• _Selected passage_
········

Example of gel electrophoresis with PCR products using H. halys second instar DNA and mitochondrial DNA primers; all 10 nymphs from egg mass replicate 14 for the Naiad treatment in the sample tested negatively for the symbiont in a previous PCR using symbiont primers, but those same DNA samples tested positively for stink bug mitochondrial DNA, verifying sample quality. Gel band amplification for the mitochondrial DNA occurred at the appropriate location on the ladder (between the 100 and 200 bp ladder bands) with no amplification in the extraction blank or PCR blank

Field Study

Insect culture

Due to low H. halys populations at the University of Maryland research farms during the late summer months of 2015, adults were collected from farm sites in Virginia. The stink bugs were reared in the laboratory under the same conditions as described in the laboratory study. The egg masses used for this study were all collected on one day during peak egg production.

Product information

The field study tested four treatments, including a water control, Naiad, AzaGuard, and Triton-X. Naiad and AzaGuard were chosen based on their overall ability to sterilize egg masses in the laboratory study. Another surfactant, Triton-X-100, was included because results from a preliminary trial with OxiDate 2.0 in combination with Triton-X-100 showed an increase in the ability to sterilize egg masses, whereas OxiDate 2.0 alone did not. Concentrations were used as follows: Naiad at 1% by volume (2× the concentration by volume used in the laboratory study); Triton-X-100 at 1% by volume; and AzaGuard at 1.67 L per hectare (the high range of the recommended label rate).

Field experimental design

The field study was conducted at the University of Maryland Wye Research and Education facility (Queenstown, MD) in a peach orchard. Four rows of trees were selected within the orchard, each separated by at least one row of trees. In each row, four trees were selected with at least two trees between them to avoid spray drift exposure. Trees within each row were assigned different treatments in a Latin-square design for a total of 16 trees. Each tree was treated as a replicate unit.

Egg mass preparation and treatment application

A total of 36 egg masses on leaf disks were removed from the rearing colony on one day during peak egg production. Double-sided photo album tape was used to secure each egg mass to a 5 × 5 cm index card cutout. Sand was poured over the exposed adhesive surface of the tape, so that nymphs would not become stuck upon hatching. Owing to a limited supply of egg masses from the colony, groups of two egg masses were randomly allocated to three replicate trees and three egg masses to one replicate tree for each treatment. Egg masses were attached with a staple to the underside of randomly chosen leaves in the outer canopy on one side of the respective tree, about 1.5 m above the ground at eye level. Egg masses within a tree were treated as subsamples.

········

• _Questions on the material_
[1] From the stink bug field study, reproduce the part that starts with the words "The field study was" and ends with "a replicate unit.", copying it word for word.
[2] In the stink bug field study, at what rate was AzaGuard applied?

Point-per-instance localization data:
········

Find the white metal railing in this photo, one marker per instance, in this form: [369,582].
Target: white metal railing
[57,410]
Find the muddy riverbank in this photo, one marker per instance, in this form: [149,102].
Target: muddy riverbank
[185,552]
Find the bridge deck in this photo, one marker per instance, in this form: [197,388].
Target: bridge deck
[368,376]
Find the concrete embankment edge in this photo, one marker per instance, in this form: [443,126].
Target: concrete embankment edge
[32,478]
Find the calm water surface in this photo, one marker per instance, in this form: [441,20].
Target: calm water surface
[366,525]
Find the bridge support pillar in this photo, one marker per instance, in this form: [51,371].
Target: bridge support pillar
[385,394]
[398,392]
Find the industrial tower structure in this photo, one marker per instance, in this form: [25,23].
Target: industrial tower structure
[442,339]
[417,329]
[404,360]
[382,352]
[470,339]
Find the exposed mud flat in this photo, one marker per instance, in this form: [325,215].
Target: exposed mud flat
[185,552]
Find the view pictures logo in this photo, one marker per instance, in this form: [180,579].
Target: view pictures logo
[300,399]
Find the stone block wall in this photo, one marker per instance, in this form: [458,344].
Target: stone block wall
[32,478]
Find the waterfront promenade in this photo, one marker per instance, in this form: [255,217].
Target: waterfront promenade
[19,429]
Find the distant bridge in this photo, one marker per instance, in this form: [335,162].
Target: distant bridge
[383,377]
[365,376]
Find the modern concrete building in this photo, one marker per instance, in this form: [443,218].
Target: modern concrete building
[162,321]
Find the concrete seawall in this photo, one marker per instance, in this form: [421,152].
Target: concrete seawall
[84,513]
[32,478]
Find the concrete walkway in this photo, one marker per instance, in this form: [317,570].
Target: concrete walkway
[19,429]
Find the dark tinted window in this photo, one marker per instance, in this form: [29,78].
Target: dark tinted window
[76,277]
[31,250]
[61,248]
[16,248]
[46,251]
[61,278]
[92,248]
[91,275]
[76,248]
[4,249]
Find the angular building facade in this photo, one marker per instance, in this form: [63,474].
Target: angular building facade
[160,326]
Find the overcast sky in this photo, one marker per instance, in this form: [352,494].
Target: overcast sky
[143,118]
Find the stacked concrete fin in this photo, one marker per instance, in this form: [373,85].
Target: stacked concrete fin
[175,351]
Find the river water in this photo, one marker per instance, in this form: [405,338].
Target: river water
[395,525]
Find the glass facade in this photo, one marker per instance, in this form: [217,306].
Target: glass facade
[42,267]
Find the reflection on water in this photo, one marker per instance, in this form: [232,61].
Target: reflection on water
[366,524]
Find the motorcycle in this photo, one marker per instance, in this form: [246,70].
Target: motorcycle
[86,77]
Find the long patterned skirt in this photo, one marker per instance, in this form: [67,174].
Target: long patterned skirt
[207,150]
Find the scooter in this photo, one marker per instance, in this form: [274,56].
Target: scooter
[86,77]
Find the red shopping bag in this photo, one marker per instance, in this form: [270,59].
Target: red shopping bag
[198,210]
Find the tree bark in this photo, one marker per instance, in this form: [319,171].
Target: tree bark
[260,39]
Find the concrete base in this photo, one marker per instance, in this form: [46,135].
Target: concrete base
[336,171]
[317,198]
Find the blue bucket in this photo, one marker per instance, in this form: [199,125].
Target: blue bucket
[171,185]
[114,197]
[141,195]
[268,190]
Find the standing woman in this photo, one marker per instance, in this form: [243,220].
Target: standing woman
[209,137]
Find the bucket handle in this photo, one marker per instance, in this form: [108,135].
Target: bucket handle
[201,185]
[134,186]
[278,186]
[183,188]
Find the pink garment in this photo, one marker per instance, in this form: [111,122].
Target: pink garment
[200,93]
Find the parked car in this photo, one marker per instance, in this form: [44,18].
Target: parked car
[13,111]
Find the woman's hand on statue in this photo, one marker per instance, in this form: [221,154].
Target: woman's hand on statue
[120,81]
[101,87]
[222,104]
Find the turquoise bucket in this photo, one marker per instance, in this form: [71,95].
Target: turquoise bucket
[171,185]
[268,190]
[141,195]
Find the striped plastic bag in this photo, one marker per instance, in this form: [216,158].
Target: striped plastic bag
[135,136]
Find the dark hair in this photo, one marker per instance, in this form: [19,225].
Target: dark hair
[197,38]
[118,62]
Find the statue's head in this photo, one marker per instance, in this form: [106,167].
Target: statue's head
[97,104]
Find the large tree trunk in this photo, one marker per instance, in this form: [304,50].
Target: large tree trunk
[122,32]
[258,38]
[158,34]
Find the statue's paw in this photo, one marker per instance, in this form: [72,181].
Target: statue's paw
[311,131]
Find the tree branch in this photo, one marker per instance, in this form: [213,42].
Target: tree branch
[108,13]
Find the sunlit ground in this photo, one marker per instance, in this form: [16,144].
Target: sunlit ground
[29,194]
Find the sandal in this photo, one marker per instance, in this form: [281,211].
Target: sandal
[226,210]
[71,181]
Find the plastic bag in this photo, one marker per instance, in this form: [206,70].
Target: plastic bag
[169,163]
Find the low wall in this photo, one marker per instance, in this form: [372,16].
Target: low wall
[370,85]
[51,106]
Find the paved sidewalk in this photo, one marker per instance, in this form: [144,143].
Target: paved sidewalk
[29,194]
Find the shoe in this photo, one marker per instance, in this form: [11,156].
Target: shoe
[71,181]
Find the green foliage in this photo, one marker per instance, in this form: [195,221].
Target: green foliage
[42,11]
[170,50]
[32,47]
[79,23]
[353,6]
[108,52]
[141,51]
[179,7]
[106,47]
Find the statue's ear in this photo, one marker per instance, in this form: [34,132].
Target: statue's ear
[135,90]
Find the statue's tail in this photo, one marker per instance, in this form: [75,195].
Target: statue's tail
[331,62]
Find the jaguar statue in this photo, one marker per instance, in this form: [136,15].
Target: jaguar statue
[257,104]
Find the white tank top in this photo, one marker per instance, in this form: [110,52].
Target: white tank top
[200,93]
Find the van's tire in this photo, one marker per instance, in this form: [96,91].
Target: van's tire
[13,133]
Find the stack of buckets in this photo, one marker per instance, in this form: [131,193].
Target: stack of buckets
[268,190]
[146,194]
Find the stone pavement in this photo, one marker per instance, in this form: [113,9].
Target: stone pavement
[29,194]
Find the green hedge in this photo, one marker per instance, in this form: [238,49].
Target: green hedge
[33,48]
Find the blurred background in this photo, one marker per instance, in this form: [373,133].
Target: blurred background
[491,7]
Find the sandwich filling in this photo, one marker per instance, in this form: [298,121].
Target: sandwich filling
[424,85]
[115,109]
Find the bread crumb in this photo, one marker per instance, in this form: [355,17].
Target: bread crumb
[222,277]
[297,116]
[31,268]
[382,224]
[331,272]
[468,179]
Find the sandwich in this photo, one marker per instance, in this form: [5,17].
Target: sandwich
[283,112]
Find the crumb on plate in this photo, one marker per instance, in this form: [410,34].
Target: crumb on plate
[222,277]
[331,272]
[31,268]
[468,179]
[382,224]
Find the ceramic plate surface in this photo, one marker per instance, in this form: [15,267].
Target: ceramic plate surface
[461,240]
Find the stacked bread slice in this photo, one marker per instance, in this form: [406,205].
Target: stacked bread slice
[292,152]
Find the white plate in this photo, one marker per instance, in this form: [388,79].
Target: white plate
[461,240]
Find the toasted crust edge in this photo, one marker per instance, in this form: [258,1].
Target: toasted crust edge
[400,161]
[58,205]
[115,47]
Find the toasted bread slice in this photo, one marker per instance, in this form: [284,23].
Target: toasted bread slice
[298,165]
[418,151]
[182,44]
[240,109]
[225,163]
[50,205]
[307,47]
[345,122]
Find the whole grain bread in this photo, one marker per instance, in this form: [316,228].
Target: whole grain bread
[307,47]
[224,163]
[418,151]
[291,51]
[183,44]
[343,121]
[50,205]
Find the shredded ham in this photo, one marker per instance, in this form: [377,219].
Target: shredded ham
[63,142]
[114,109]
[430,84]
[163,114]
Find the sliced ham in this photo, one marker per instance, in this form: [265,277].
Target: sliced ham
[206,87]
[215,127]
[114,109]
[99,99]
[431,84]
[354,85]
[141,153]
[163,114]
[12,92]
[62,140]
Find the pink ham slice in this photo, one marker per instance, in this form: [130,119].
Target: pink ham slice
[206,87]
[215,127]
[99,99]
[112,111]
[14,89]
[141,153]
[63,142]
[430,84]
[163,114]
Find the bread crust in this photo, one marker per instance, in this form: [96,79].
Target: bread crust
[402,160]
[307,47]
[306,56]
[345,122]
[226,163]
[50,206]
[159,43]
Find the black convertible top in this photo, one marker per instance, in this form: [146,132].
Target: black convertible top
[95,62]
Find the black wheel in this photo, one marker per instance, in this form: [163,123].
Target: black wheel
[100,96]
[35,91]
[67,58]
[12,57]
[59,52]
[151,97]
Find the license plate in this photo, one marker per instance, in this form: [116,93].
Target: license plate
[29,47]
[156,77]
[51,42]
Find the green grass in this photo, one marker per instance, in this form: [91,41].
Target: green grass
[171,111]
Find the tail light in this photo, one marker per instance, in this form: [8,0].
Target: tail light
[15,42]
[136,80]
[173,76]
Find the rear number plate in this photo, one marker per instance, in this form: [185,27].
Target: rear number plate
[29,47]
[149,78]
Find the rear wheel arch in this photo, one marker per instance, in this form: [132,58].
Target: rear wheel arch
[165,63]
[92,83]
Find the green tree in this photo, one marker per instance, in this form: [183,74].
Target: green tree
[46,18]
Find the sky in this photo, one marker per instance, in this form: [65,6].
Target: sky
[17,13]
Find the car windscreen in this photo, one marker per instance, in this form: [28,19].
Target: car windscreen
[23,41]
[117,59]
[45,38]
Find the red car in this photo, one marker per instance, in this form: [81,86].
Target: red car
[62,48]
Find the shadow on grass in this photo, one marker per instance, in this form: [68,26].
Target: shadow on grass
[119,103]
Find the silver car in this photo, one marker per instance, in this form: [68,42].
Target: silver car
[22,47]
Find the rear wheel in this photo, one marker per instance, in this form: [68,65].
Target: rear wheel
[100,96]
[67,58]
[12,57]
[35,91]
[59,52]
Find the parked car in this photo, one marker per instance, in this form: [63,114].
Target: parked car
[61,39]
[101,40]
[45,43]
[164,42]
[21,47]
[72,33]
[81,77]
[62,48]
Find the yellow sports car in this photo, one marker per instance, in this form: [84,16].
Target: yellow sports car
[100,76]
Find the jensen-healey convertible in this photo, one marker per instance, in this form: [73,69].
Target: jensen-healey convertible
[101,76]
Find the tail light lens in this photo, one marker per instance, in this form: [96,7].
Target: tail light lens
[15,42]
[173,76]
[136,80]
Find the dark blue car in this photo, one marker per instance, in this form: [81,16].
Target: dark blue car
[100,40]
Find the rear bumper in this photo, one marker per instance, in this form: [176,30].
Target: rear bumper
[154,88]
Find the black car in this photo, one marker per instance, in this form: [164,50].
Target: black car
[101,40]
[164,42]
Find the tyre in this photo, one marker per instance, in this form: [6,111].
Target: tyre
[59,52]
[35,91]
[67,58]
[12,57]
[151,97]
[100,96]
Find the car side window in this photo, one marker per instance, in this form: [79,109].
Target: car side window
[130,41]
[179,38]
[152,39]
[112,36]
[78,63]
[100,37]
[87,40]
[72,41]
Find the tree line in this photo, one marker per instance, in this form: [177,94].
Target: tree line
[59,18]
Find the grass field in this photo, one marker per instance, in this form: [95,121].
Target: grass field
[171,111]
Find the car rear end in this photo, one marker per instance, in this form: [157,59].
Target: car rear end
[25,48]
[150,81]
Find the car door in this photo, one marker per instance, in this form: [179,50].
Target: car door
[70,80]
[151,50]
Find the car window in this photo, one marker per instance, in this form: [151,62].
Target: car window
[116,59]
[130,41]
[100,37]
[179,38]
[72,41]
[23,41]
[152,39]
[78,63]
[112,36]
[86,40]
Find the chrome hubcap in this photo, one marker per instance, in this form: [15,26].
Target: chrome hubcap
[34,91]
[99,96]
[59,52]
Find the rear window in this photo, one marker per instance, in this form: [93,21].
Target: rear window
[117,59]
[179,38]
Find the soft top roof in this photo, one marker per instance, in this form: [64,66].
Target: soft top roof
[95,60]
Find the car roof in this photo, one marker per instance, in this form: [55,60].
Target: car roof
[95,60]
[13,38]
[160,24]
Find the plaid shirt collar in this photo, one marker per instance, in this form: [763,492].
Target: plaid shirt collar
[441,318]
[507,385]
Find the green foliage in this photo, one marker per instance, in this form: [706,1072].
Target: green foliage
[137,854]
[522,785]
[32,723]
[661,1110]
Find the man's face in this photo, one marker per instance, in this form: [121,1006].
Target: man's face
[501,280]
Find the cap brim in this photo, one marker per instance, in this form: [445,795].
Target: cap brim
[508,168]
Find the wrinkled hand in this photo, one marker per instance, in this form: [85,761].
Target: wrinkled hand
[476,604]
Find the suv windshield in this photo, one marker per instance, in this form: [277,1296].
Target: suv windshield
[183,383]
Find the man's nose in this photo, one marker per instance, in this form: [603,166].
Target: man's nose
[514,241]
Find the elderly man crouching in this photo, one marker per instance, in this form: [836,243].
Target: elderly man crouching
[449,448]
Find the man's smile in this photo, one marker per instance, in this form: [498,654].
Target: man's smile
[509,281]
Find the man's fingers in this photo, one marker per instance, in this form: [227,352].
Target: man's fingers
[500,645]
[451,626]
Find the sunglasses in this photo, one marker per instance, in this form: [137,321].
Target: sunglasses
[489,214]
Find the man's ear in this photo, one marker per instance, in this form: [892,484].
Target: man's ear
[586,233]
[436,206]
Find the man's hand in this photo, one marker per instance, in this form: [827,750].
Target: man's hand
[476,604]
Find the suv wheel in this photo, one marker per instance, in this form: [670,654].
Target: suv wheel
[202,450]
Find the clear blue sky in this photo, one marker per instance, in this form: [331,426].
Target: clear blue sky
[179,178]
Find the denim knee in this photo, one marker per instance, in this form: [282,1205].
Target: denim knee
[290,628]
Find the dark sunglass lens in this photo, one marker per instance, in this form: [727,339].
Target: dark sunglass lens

········

• _Written answers_
[1]
The field study was conducted at the University of Maryland Wye Research and Education facility (Queenstown, MD) in a peach orchard. Four rows of trees were selected within the orchard, each separated by at least one row of trees. In each row, four trees were selected with at least two trees between them to avoid spray drift exposure. Trees within each row were assigned different treatments in a Latin-square design for a total of 16 trees. Each tree was treated as a replicate unit.

[2] 1.67 L per hectare